Turn the lines in the records below, from the line containing "For each <instance>" to the line containing "box: [740, 191, 755, 228]", into a numbered list with blank lines left out. Include both of those lines and no others.

> Data
-=-=-=-=-
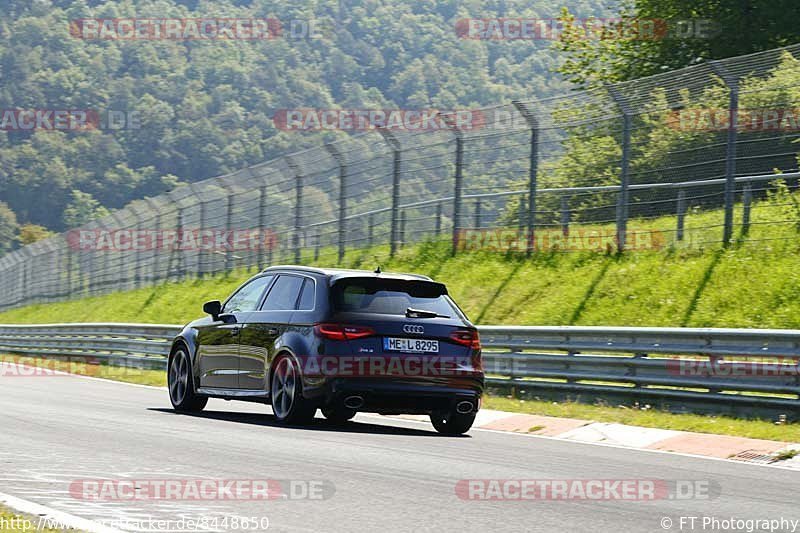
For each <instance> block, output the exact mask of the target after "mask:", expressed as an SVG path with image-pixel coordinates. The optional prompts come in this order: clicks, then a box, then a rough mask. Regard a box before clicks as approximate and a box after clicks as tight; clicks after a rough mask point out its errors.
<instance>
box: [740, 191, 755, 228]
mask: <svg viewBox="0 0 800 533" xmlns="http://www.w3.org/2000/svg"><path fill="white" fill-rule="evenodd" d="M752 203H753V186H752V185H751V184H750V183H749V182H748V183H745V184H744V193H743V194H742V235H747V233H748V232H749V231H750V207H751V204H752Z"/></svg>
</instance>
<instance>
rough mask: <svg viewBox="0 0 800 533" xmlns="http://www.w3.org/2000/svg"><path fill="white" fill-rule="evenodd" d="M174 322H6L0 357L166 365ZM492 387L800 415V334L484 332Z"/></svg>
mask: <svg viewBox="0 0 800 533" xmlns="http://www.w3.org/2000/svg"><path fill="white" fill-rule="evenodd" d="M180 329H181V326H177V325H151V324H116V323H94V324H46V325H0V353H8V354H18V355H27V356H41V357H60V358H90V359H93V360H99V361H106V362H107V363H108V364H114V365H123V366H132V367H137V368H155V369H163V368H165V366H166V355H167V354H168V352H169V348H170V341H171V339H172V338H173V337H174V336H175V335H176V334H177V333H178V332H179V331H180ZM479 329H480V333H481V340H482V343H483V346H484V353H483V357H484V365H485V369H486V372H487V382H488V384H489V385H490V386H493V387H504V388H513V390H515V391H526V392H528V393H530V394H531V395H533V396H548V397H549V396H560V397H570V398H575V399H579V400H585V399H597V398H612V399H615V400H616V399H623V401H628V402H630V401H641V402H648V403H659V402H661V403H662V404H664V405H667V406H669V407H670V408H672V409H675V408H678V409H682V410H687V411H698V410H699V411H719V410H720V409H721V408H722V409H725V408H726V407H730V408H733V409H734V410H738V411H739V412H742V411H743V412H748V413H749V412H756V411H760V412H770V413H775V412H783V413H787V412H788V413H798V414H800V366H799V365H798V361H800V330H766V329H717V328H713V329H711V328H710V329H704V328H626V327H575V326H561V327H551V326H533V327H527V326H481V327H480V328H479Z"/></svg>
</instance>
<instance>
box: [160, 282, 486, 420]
-=-=-=-=-
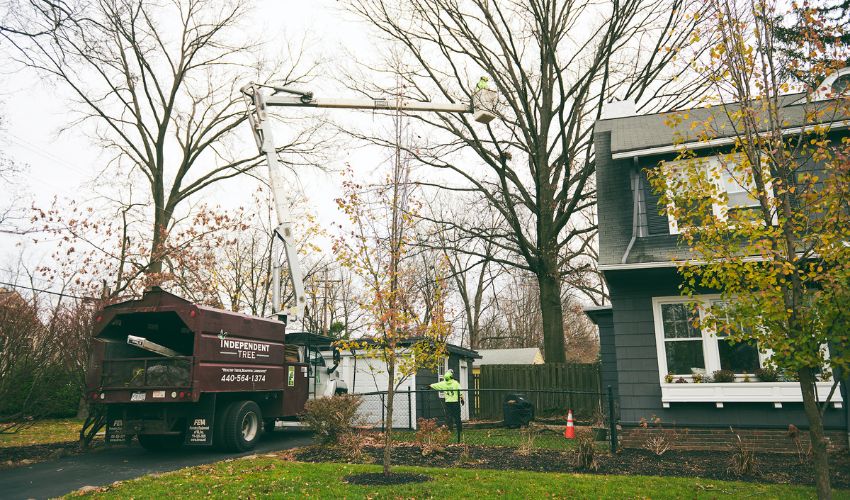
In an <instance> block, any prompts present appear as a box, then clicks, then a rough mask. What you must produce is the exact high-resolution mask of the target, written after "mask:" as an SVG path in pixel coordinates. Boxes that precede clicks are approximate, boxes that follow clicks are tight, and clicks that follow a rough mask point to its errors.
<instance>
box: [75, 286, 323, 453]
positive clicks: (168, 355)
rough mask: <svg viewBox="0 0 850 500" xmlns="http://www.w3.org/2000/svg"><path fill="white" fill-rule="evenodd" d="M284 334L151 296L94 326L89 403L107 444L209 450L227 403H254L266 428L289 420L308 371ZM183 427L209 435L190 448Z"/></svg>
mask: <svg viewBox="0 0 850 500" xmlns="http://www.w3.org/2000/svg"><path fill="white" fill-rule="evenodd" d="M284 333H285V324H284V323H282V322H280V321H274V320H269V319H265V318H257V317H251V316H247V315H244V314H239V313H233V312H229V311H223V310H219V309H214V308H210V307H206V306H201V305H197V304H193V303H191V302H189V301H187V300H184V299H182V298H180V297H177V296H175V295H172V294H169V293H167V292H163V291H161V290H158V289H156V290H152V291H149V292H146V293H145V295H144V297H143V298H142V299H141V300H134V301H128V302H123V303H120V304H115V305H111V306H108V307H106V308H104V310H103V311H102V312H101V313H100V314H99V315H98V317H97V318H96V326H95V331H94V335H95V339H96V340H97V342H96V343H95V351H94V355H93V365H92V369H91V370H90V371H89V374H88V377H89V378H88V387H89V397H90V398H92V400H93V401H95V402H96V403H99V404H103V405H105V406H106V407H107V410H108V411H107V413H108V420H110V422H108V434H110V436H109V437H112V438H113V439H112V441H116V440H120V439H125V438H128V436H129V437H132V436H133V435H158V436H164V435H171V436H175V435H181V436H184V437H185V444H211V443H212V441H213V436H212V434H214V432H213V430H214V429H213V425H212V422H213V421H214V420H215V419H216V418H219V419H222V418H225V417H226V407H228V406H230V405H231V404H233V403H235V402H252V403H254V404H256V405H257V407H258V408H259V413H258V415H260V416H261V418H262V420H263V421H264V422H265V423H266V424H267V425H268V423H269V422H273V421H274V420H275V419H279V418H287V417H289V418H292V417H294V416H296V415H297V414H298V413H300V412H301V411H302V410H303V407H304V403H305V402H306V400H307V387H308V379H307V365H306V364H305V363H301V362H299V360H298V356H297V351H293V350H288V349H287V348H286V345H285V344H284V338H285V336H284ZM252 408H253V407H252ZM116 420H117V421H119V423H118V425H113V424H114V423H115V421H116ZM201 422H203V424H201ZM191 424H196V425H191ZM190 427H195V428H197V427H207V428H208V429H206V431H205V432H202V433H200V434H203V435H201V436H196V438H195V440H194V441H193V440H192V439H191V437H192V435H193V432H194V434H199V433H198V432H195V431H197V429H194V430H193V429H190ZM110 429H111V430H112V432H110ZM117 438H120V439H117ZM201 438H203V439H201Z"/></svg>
-=-=-=-=-
> Solution
1. For each <instance> block, output the exact mask of the target after "mask:", expressed as an SVG path with image-pixel coordinates. The optional prompts come in this order: clicks, then a box, then a rough mask. Regard a box before clicks as approximate and a box after clicks as tight; clicks after a rough mask point out its errors.
2. <instance>
3. box: [740, 191, 755, 228]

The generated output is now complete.